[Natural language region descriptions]
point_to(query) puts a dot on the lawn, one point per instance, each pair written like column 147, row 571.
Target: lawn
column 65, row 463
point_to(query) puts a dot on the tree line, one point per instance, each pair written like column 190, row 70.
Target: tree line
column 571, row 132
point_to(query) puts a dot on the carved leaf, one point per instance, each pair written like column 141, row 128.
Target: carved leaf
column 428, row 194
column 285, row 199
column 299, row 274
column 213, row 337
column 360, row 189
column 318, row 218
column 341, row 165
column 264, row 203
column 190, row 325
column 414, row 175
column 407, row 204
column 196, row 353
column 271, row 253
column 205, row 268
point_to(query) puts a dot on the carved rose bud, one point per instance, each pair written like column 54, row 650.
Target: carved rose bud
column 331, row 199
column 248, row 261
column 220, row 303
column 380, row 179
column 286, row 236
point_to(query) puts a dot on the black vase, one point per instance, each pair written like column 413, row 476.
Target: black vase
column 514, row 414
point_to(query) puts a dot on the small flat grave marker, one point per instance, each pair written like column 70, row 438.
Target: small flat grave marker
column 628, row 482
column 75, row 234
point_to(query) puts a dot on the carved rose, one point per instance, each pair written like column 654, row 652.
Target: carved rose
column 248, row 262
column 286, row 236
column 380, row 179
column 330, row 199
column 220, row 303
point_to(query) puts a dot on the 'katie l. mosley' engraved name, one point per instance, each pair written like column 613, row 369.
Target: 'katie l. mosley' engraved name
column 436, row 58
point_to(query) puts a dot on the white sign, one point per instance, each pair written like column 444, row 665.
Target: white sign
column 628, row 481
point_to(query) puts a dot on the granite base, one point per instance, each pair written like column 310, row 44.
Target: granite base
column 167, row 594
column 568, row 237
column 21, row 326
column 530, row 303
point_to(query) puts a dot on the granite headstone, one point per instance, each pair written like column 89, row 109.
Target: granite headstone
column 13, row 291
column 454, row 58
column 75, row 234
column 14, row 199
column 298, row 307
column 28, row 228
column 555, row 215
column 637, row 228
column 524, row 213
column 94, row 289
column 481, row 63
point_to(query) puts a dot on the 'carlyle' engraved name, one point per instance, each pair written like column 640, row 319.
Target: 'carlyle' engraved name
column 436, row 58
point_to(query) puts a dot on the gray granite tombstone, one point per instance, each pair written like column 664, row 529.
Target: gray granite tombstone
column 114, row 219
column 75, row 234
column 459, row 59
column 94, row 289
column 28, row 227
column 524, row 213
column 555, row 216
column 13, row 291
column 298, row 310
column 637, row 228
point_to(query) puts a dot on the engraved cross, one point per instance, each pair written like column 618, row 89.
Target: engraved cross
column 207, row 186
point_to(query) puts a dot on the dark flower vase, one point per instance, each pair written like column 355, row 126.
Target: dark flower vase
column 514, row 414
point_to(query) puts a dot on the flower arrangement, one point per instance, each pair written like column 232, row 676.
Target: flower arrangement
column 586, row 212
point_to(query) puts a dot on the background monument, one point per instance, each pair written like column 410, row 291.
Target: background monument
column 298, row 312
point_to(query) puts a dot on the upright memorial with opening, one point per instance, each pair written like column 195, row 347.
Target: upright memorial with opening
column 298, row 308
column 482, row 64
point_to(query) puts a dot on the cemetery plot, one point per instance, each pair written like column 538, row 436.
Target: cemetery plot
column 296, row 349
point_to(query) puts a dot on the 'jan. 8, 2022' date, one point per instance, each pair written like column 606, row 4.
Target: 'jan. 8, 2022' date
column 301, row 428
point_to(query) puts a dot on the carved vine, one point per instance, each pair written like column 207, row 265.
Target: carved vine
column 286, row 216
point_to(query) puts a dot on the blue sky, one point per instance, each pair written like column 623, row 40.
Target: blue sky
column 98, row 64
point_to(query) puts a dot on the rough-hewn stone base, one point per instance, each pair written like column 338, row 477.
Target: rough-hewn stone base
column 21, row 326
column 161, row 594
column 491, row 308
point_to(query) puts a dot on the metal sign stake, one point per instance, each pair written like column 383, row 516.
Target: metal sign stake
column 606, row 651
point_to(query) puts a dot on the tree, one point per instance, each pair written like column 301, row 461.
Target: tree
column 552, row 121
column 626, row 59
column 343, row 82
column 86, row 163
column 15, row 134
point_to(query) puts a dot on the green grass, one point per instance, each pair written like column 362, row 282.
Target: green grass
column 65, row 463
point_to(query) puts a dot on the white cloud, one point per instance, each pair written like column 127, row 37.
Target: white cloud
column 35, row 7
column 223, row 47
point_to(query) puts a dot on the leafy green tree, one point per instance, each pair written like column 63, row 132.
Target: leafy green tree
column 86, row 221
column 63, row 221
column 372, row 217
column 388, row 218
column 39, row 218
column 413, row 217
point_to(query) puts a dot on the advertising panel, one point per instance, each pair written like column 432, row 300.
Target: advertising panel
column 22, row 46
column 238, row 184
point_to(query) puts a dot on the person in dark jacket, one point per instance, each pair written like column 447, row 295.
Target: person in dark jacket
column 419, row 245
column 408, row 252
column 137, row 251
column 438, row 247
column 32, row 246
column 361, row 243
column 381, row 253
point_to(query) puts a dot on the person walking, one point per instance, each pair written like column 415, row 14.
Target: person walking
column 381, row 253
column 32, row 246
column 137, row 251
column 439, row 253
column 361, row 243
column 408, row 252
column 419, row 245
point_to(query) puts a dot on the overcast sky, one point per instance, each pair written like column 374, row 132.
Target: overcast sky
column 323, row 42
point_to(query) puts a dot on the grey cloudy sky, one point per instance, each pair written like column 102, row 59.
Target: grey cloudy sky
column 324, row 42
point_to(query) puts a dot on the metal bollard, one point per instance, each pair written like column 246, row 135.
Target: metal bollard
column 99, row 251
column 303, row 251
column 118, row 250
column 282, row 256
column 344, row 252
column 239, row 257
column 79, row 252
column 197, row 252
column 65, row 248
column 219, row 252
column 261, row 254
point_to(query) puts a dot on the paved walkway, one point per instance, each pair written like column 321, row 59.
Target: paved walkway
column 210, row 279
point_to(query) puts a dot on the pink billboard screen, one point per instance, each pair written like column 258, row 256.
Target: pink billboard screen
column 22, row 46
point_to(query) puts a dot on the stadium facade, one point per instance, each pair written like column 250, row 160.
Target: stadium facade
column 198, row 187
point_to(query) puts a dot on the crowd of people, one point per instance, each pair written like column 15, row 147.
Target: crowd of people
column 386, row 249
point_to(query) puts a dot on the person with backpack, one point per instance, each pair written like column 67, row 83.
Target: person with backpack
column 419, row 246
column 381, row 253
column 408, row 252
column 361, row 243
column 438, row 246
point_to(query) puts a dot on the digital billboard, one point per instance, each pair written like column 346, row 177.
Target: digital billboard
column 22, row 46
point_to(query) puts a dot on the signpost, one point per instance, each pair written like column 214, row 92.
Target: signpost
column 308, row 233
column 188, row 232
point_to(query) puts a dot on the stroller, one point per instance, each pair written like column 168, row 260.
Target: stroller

» **Exercise brief**:
Copy out each line of the data above, exactly, if it lies between the line holding "Target: lawn" and the line holding "point_to(query) puts a dot on the carved rose bud, one", inclusive; copy no other line.

» **Written reply**:
Target: lawn
column 65, row 463
point_to(query) puts a dot on the tree line, one point per instance, each pair written like column 190, row 70.
Target: tree line
column 571, row 132
point_to(query) puts a dot on the carved leaf, one point per instance, each pair written like column 141, row 128.
Target: carved leaf
column 428, row 194
column 285, row 199
column 299, row 274
column 213, row 337
column 360, row 189
column 318, row 218
column 341, row 165
column 264, row 203
column 190, row 325
column 414, row 175
column 407, row 204
column 196, row 353
column 271, row 253
column 205, row 268
point_to(query) puts a dot on the carved rose bud, one point per instance, each pair written like column 54, row 650.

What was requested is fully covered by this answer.